*** Task material Section Begins ***

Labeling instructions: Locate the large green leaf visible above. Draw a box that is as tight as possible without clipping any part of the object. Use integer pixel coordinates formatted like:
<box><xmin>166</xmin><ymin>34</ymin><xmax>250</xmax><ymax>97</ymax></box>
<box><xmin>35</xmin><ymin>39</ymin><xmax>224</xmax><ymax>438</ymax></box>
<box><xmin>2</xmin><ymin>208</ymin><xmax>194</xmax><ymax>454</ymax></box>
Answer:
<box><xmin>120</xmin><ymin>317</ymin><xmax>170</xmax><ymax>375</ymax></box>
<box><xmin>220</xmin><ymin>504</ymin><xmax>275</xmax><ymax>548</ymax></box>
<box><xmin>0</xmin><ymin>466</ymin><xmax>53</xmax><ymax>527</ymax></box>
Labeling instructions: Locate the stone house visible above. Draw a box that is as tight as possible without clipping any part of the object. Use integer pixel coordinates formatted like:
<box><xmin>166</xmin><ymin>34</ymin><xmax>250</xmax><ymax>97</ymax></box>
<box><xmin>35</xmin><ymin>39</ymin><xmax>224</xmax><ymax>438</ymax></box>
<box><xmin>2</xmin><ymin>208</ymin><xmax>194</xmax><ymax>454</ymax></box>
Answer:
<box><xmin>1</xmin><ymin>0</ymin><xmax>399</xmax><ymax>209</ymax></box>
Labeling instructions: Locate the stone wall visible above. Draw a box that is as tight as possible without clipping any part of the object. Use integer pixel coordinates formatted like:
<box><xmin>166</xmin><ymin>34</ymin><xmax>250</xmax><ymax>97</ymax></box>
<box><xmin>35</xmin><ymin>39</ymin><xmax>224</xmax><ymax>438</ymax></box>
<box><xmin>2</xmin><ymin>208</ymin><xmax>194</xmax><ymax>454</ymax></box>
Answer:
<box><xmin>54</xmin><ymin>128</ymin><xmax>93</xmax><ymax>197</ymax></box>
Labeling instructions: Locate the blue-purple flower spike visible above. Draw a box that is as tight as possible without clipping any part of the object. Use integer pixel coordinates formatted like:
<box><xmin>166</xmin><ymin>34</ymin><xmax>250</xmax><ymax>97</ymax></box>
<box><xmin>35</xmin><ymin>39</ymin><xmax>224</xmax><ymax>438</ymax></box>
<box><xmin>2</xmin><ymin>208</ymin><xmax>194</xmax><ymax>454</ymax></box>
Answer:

*** Task material Section Ends ***

◆ **What the task asks**
Using the listing above, reproduce each line without omission.

◆ **Worked solution**
Labeling instructions: Locate the large green leaf visible above. Draw a box that is as tight as possible without clipping any part of the object. Use integer pixel coordinates formatted like:
<box><xmin>166</xmin><ymin>34</ymin><xmax>250</xmax><ymax>97</ymax></box>
<box><xmin>35</xmin><ymin>39</ymin><xmax>224</xmax><ymax>438</ymax></box>
<box><xmin>2</xmin><ymin>208</ymin><xmax>194</xmax><ymax>454</ymax></box>
Answer:
<box><xmin>120</xmin><ymin>317</ymin><xmax>170</xmax><ymax>375</ymax></box>
<box><xmin>220</xmin><ymin>504</ymin><xmax>275</xmax><ymax>548</ymax></box>
<box><xmin>0</xmin><ymin>466</ymin><xmax>53</xmax><ymax>527</ymax></box>
Labeling instructions: Locate the stone house visible above. Draw a box that is as tight as possible without clipping any part of the object. Use integer pixel coordinates formatted like:
<box><xmin>166</xmin><ymin>34</ymin><xmax>250</xmax><ymax>97</ymax></box>
<box><xmin>35</xmin><ymin>39</ymin><xmax>224</xmax><ymax>438</ymax></box>
<box><xmin>2</xmin><ymin>208</ymin><xmax>194</xmax><ymax>454</ymax></box>
Answer:
<box><xmin>1</xmin><ymin>0</ymin><xmax>399</xmax><ymax>209</ymax></box>
Labeling instructions: Locate the stone wall visible above. Draw a box that is as tight as possible without clipping any part of the object. Use integer pixel coordinates formatted like:
<box><xmin>166</xmin><ymin>34</ymin><xmax>250</xmax><ymax>97</ymax></box>
<box><xmin>35</xmin><ymin>39</ymin><xmax>224</xmax><ymax>438</ymax></box>
<box><xmin>2</xmin><ymin>208</ymin><xmax>194</xmax><ymax>454</ymax></box>
Answer:
<box><xmin>54</xmin><ymin>128</ymin><xmax>93</xmax><ymax>197</ymax></box>
Labeling instructions: Locate the blue-purple flower spike visible above. Draw a box that is as tight as possible without clipping any part of the object. Use integer pixel coordinates formatted like:
<box><xmin>166</xmin><ymin>34</ymin><xmax>250</xmax><ymax>97</ymax></box>
<box><xmin>35</xmin><ymin>39</ymin><xmax>224</xmax><ymax>438</ymax></box>
<box><xmin>2</xmin><ymin>208</ymin><xmax>194</xmax><ymax>454</ymax></box>
Answer:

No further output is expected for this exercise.